Location identification records
>> Start
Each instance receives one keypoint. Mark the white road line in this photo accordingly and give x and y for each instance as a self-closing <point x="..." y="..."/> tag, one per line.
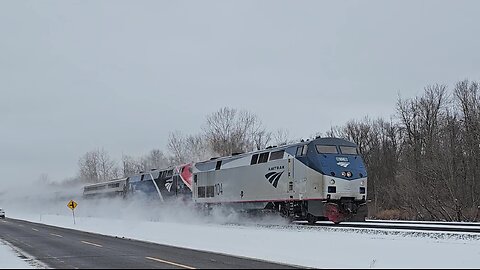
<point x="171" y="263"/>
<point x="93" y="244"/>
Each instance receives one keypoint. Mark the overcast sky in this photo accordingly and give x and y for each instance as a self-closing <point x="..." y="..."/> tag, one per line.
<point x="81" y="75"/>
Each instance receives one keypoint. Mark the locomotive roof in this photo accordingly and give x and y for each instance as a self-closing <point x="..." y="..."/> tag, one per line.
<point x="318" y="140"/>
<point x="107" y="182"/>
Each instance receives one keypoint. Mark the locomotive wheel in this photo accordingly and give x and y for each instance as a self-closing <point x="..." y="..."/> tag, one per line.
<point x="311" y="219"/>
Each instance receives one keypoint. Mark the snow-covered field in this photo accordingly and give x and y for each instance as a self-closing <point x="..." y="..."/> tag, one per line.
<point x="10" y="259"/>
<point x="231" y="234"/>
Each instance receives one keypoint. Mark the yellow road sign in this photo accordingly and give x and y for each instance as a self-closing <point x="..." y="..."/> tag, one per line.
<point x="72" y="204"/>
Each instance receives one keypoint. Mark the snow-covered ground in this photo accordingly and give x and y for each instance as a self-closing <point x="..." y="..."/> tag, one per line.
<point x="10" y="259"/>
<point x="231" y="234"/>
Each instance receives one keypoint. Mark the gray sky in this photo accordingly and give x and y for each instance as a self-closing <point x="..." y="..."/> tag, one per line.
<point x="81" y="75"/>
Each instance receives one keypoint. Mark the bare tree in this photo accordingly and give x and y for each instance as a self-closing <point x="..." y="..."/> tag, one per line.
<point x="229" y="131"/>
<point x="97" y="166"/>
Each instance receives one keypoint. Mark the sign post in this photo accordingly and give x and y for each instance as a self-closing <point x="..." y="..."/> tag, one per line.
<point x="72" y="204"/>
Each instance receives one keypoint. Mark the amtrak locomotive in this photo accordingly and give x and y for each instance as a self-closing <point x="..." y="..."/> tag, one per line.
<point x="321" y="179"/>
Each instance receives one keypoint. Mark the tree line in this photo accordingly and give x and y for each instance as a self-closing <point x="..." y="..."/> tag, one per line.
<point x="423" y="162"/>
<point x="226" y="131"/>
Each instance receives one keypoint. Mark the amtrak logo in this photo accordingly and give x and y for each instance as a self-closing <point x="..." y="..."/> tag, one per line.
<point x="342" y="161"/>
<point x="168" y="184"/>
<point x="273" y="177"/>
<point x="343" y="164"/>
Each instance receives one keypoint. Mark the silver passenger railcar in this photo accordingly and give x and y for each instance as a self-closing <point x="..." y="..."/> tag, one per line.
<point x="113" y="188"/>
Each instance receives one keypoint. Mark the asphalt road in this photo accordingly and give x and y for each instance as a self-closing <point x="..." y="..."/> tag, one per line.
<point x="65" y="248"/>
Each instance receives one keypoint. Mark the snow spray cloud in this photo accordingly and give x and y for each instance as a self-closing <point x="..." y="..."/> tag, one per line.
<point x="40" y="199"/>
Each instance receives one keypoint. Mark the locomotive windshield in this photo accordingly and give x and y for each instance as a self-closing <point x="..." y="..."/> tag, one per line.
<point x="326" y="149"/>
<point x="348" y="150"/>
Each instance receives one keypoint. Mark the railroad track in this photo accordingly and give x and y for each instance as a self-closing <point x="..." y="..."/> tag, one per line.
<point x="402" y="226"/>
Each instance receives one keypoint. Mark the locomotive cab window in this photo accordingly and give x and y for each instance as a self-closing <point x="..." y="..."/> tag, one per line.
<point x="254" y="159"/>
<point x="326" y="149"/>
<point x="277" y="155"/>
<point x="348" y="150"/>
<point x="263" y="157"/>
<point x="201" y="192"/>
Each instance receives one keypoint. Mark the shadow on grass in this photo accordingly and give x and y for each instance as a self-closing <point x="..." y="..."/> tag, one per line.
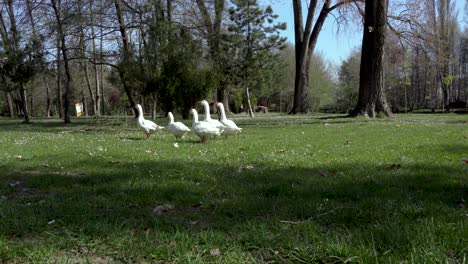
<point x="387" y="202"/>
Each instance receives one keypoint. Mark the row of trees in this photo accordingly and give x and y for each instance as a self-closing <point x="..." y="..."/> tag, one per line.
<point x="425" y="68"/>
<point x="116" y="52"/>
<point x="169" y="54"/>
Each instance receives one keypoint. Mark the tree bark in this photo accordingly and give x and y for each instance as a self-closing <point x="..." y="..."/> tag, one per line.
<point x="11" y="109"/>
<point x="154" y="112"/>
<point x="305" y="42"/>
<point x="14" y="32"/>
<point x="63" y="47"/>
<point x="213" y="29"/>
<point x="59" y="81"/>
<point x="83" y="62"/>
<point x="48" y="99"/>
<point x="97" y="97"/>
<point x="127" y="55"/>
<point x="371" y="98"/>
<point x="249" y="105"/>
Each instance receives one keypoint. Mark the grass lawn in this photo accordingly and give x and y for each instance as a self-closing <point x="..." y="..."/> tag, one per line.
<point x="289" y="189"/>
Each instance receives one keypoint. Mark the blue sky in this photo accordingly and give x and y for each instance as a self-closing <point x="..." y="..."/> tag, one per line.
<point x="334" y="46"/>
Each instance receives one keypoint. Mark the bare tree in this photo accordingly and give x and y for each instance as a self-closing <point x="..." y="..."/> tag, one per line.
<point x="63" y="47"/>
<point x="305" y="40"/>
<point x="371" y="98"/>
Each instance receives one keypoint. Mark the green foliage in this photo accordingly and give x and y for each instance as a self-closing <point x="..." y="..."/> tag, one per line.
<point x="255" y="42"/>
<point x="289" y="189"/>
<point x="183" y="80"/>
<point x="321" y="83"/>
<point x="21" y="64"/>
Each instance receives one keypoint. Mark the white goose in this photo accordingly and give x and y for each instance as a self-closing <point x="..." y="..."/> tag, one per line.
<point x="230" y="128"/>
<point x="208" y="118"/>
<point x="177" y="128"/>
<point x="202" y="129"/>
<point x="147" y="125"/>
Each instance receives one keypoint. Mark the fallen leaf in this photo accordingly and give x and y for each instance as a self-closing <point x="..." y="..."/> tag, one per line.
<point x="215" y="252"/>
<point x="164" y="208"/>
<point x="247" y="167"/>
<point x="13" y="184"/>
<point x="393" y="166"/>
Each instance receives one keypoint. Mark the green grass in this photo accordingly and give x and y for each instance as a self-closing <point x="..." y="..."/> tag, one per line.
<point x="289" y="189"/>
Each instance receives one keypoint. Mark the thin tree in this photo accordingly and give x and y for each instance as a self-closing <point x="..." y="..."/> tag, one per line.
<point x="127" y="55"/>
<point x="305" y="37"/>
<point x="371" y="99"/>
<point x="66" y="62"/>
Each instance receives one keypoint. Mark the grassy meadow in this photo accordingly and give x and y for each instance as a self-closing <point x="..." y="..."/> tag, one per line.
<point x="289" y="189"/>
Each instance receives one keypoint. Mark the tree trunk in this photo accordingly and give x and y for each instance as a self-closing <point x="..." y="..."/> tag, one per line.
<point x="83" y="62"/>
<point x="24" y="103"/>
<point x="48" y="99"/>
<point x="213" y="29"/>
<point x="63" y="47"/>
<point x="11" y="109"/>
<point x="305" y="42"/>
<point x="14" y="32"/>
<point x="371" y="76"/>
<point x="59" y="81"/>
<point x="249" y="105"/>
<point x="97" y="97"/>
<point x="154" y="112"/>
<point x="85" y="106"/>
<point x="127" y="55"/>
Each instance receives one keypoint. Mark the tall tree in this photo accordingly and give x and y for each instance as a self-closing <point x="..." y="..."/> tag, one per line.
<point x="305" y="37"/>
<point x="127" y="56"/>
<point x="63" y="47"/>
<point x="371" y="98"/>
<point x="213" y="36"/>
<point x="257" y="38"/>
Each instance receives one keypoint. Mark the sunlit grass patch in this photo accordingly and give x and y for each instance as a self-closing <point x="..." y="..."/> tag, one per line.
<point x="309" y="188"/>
>> End
>> Start
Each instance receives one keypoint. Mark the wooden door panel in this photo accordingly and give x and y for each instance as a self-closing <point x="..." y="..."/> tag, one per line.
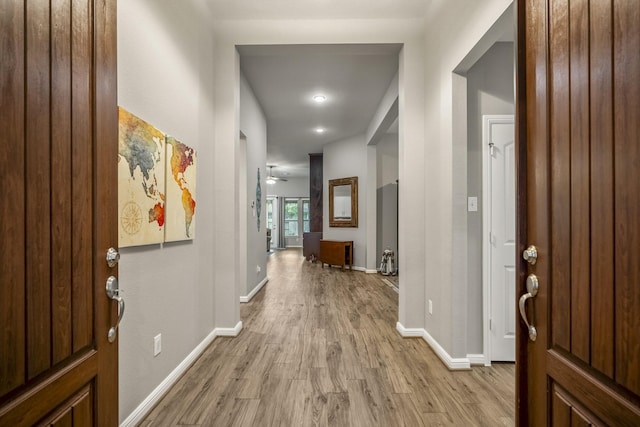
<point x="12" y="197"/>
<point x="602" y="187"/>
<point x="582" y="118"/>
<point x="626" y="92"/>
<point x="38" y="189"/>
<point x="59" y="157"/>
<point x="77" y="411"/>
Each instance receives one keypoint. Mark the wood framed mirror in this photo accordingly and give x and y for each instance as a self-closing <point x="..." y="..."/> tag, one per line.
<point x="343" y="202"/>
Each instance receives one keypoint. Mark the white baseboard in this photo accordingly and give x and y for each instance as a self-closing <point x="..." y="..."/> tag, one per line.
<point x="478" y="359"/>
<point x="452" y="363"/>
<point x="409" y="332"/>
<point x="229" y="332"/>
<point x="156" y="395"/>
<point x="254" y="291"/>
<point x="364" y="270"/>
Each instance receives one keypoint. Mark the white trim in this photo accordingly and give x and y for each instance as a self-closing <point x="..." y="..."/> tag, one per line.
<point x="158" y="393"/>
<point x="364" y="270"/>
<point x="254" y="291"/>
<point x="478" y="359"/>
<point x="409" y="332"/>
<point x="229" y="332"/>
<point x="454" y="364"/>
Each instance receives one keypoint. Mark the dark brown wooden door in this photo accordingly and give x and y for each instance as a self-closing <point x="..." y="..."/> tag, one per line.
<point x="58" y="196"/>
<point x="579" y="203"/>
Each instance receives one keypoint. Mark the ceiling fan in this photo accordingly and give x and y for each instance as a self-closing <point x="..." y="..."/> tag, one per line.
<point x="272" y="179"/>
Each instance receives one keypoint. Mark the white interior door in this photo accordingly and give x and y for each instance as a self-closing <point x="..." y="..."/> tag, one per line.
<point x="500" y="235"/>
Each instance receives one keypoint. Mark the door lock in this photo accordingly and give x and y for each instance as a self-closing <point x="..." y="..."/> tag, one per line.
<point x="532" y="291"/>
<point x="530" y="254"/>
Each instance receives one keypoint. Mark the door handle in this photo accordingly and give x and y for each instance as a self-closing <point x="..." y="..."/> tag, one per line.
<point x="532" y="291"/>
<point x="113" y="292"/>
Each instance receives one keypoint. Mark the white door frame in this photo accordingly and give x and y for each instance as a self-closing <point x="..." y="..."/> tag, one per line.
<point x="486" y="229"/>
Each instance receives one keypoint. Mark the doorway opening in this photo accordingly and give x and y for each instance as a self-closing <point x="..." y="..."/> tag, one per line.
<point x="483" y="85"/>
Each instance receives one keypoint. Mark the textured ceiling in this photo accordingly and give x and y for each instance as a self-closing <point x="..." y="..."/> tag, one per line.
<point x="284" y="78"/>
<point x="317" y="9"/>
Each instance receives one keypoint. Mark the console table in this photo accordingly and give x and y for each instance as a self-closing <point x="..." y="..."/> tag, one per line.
>> End
**SHORT TASK:** Find every line in the records above that contains the string "sign" and copy each one out.

**FINAL RESULT:**
Each instance receives one keypoint. Mark the yellow road sign in this photo accordingly and give x and y for each instance as a self-closing <point x="..." y="..."/> tag, one per line.
Each instance receives one keypoint. Mark the sign post in this photo accordingly and give x and y for each instance as a self-closing <point x="..." y="..."/> tag, one per line.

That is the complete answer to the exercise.